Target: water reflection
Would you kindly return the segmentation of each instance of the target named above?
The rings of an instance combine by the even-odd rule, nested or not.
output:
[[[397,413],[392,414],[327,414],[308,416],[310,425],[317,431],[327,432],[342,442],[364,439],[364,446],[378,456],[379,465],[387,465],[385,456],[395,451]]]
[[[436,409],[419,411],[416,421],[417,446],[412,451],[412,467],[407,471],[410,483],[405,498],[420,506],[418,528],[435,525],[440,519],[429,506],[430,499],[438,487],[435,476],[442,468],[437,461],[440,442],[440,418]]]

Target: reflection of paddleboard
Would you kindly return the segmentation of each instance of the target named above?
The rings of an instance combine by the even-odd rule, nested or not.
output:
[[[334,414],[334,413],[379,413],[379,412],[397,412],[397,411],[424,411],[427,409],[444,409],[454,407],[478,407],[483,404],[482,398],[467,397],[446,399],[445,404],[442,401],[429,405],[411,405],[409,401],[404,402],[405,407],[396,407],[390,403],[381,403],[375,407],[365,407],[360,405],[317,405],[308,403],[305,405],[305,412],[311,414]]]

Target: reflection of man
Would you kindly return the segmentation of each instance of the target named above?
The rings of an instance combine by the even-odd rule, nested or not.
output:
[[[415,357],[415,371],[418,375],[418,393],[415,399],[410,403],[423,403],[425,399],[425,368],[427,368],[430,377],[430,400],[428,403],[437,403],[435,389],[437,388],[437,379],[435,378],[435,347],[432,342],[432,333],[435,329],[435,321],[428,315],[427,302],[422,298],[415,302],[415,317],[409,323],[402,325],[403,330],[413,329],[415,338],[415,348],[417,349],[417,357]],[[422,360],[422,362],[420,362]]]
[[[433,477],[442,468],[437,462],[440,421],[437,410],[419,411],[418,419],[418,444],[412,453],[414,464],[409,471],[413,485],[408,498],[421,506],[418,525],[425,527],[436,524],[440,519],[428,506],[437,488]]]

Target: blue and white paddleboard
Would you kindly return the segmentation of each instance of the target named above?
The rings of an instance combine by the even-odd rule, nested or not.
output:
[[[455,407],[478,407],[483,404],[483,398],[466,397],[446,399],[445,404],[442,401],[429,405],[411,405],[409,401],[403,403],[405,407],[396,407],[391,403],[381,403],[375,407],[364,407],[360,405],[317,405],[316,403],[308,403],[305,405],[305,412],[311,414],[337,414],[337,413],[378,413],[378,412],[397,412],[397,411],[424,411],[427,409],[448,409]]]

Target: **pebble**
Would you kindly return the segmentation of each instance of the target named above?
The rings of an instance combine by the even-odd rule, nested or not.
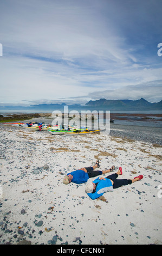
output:
[[[24,232],[23,231],[23,230],[18,230],[18,234],[19,234],[20,235],[24,235]]]
[[[37,227],[41,227],[43,224],[43,222],[42,221],[40,221],[36,224]]]

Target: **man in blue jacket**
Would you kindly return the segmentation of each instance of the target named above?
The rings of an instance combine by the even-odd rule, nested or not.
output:
[[[123,185],[131,184],[135,181],[141,180],[142,175],[134,178],[133,180],[123,179],[116,180],[119,175],[122,174],[122,168],[119,167],[116,173],[108,176],[105,179],[103,178],[98,178],[93,182],[87,184],[86,187],[86,192],[88,196],[92,199],[95,199],[102,196],[105,192],[113,191],[113,188],[117,188]]]
[[[106,170],[94,170],[97,167],[100,167],[99,160],[96,161],[94,166],[81,168],[78,170],[69,173],[65,175],[63,180],[63,183],[67,185],[71,182],[80,184],[87,181],[89,178],[94,178],[99,175],[104,174],[114,170],[115,166],[113,166],[111,168]]]

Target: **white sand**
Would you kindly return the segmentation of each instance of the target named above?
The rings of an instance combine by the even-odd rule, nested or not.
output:
[[[2,125],[0,131],[1,244],[162,244],[161,147],[103,133],[55,136]],[[62,183],[96,158],[100,170],[121,166],[118,179],[144,179],[105,193],[106,202],[90,199],[86,184]]]

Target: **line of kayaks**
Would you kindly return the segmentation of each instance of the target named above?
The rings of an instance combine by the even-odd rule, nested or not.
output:
[[[74,125],[50,125],[44,123],[8,123],[11,125],[18,126],[22,128],[27,128],[30,131],[48,131],[52,135],[82,135],[93,133],[101,131],[101,130],[89,130],[87,127],[77,127]]]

# [TASK GOAL]
Could you update all of the records above by replacing "Would you kindly return" with "Could you return" and keeping everything else unchanged? Leave the pictures out of your answer.

# [THE REPLY]
Target: water reflection
Could you return the segmentation of each instance of the target named above?
The rings of an instance combine by the even-odd rule, nested or not.
output:
[[[397,413],[392,414],[327,414],[308,416],[310,425],[317,431],[327,432],[342,442],[364,439],[364,446],[378,456],[379,465],[387,465],[385,456],[395,451]]]
[[[436,409],[419,411],[416,421],[417,446],[412,451],[412,467],[407,471],[410,483],[405,498],[420,506],[418,528],[435,525],[440,519],[429,506],[430,499],[438,487],[435,476],[442,468],[437,461],[440,442],[440,418]]]

Target: reflection of paddleboard
Could you return the segmentation of each instance of the target named above?
The rings of an instance combine by the even-odd rule, nested or not.
output:
[[[334,414],[334,413],[379,413],[379,412],[397,412],[397,411],[424,411],[427,409],[444,409],[454,407],[478,407],[483,404],[482,398],[467,397],[446,399],[445,404],[442,401],[429,405],[411,405],[409,401],[404,402],[405,407],[396,407],[390,403],[381,403],[375,407],[365,407],[360,405],[317,405],[308,403],[305,405],[305,412],[311,414]]]

Target: reflection of man
Could you return the segmentation of each instance of the target named above?
The rings of an instance combine by the even-odd rule, nested or not.
output:
[[[415,357],[415,371],[418,375],[418,393],[415,399],[410,403],[423,403],[425,399],[425,368],[427,368],[430,377],[430,400],[428,403],[437,403],[435,389],[437,388],[437,379],[435,378],[435,347],[432,342],[432,333],[435,329],[435,321],[428,315],[427,302],[422,298],[415,302],[415,317],[409,323],[402,325],[403,330],[413,329],[415,338],[415,348],[417,349],[417,357]],[[422,360],[422,362],[420,362]]]
[[[433,477],[442,468],[437,462],[440,421],[437,410],[419,411],[418,419],[418,444],[412,453],[414,464],[409,471],[413,485],[408,498],[421,506],[418,525],[425,527],[436,524],[440,519],[428,506],[437,488]]]

Target: blue and white paddleboard
Could you return the segmentation of each instance of the target named above?
The rings of an instance combine by the even-odd rule, nested or not.
output:
[[[455,407],[478,407],[483,404],[483,398],[466,397],[446,399],[445,404],[442,401],[429,405],[411,405],[409,401],[403,403],[405,407],[396,407],[391,403],[381,403],[375,407],[364,407],[360,405],[317,405],[316,403],[308,403],[305,405],[305,412],[311,414],[337,414],[337,413],[378,413],[378,412],[397,412],[397,411],[424,411],[427,409],[448,409]]]

Target: **pebble**
Could you return the segmentation of each instance of the target named above?
The rings of an instance combine by the even-odd rule, nested or not.
output:
[[[24,232],[23,231],[23,230],[18,230],[18,234],[19,234],[20,235],[24,235]]]
[[[37,227],[41,227],[43,224],[43,222],[42,221],[40,221],[36,224]]]

Target: **man in blue jacket**
Could you return the segmentation of each instance of the target named above?
The rings of an instance combine by the even-odd rule, nested or not.
output:
[[[123,185],[131,184],[135,181],[141,180],[142,175],[134,178],[133,180],[123,179],[116,180],[119,175],[122,174],[122,168],[119,167],[116,173],[108,176],[105,179],[103,178],[98,178],[93,182],[87,184],[86,187],[86,192],[88,196],[92,199],[95,199],[102,196],[105,192],[113,191],[113,188],[117,188]]]
[[[106,170],[94,170],[97,167],[100,167],[99,160],[96,161],[94,166],[81,168],[78,170],[69,173],[65,175],[63,180],[63,183],[67,185],[71,182],[80,184],[87,181],[89,178],[94,178],[99,175],[104,174],[114,170],[115,166],[113,166],[111,168]]]

Target: **white sand**
Could you return the segmentation of each instance of the target named above?
The rings of an instance combine by the even-odd rule, nested or not.
output:
[[[2,125],[0,131],[1,244],[162,244],[161,147],[103,133],[55,136]],[[62,183],[96,158],[100,170],[121,166],[118,179],[144,179],[105,193],[106,202],[90,199],[86,184]]]

Target: **line of kayaks**
Could you return the segmentation of each instance of the target named above?
The rings of an instance combine by the even-odd rule, nested or not.
output:
[[[74,125],[50,125],[44,123],[8,123],[11,125],[18,126],[22,128],[27,128],[30,131],[48,131],[52,135],[82,135],[93,133],[101,131],[101,130],[89,130],[87,127],[77,127]]]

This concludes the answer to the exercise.